Opdracht: Neem het deel van de wettekst van "Het bij of krachtens" tot en met "van dat schip." over en vervang daarin "oorlogsschepen" door "marineschepen".

Tekstfragment:
====

Hoofdstuk II. Toepassing

Artikel 3

Het bij of krachtens deze wet bepaalde is niet van toepassing op oorlogsschepen, schepen in gebruik als marinehulpschepen of andere schepen in eigendom van of in beheer bij een staat ten tijde dat zij uitsluitend worden gebruikt in dienst van de overheid voor andere dan handelsdoeleinden.

Artikel 4

Bij algemene maatregel van bestuur kunnen categorieën van schepen geheel of gedeeltelijk van een of meer bij of krachtens deze wet gegeven regels en voorschriften worden uitgezonderd.

Artikel 5

  • 1 Een verplichting die ingevolge deze wet rust op de eigenaar van een schip, rust tevens op de rompbevrachter van dat schip.

  • 2 De rompbevrachter is de partij bij een overeenkomst tot exploitatie van een schip, de rompbevrachtingsovereenkomst, jegens wie de wederpartij, de rompvervrachter, zich verbindt een zeeschip zonder bemanning voor een bepaalde tijd ter beschikking te stellen, zonder daarover nog enige zeggenschap te houden.

Hoofdstuk III. Algemene bepalingen

§ 1. Lozingsverbod en voorzieningen

Artikel 6

  • 1 Het is verboden vanaf een buitenlands schip een schadelijke stof in zee of in de binnenwateren te lozen behoudens in de gevallen en op de wijze vastgesteld in het Marpol-verdrag en het Milieuprotocol bij het Antarcticaverdrag.

====

Verzameld materiaal:
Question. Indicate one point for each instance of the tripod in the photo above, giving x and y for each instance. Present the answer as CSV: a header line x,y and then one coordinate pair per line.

====

Antwoord:
Het bij of krachtens deze wet bepaalde is niet van toepassing op marineschepen, schepen in gebruik als marinehulpschepen of andere schepen in eigendom van of in beheer bij een staat ten tijde dat zij uitsluitend worden gebruikt in dienst van de overheid voor andere dan handelsdoeleinden.

Artikel 4

Bij algemene maatregel van bestuur kunnen categorieën van schepen geheel of gedeeltelijk van een of meer bij of krachtens deze wet gegeven regels en voorschriften worden uitgezonderd.

Artikel 5

  • 1 Een verplichting die ingevolge deze wet rust op de eigenaar van een schip, rust tevens op de rompbevrachter van dat schip.